> [Text]
::::::::

How do you keep track of product ideas at an early stage?

Matthew Johnson
16 replies
👋 Hello everyone. We are at an early stage with our product. Inevitably we are starting to think about all the cool features we might be able to build in the future. However, many of them are a long way off or need further validation, etc. We are hesitant to start using a product management-specific tool at this stage because they are a bit overkill for a small team. But, we also want to be able to park things somewhere and be able to link it up with user interviews we are doing. Does anyone have a system/product in mind that works well for this stage?

Replies

Matthew Johnson
Startup-Investor Fit
Thanks everyone for the insights. For the time being we are going to keep tabs of ideas and user interview points in Notion 2.0 😀
Kaloyan Dobrev
I will say Trello is the product that covers everything. The idea is how mentally(visually) you separate ideas.
Ben Church
Sunshine.fyi
Notion, trello, google sheets. Take your pick! Ive used the first two successfully for just this so far!
tela
1Brand
As a nascent product studio, ideas are critical. We have a two-fold process: We have a Slack channel, which lets us gauge early interest from the team and how aligned the idea is with our vision of creating products that lead to an enduring human civilization. Once they pass that test, we add them to Notion where we can continue refinement and discussion. The Notion link in the Slack side conversation on the idea ties all the bits together.

::::::::

> [Given records]
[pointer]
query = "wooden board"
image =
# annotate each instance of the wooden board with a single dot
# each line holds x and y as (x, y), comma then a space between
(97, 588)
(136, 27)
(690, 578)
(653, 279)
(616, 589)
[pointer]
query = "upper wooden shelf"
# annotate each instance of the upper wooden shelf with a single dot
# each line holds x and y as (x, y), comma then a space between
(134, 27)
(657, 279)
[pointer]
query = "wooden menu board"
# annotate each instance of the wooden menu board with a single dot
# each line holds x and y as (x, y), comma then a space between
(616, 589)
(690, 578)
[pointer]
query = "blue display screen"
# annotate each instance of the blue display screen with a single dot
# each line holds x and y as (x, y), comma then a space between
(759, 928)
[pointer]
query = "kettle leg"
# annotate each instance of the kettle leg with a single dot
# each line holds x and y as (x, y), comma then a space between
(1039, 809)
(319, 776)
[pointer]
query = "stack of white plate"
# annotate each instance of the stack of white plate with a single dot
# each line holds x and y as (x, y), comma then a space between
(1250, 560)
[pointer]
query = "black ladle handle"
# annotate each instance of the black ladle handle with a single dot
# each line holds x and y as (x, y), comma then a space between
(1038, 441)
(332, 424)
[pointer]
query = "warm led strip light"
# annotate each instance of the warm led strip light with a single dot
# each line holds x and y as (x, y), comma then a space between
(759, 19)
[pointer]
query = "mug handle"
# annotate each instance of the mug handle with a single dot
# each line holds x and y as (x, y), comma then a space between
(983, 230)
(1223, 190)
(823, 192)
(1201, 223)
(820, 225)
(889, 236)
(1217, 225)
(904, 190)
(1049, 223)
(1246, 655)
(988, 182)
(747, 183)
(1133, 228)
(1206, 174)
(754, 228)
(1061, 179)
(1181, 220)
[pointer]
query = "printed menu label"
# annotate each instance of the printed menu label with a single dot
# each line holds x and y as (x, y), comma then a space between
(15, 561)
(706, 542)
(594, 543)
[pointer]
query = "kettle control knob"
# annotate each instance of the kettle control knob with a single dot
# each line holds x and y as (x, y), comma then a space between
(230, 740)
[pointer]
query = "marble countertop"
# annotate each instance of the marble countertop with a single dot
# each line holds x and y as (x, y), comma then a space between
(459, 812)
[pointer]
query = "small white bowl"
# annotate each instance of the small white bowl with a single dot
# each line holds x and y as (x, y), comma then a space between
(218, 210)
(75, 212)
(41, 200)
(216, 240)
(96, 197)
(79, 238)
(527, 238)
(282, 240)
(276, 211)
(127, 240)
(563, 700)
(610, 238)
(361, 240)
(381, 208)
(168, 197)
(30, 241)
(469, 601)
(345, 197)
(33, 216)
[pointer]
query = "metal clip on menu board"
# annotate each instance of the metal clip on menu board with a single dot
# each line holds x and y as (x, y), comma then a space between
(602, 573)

::::::::

> [The request] Name each software tool that the replies in the thread on tracking early-stage product ideas mention, listing each tool once.

> [Full response] Notion, Trello, Google Sheets, Slack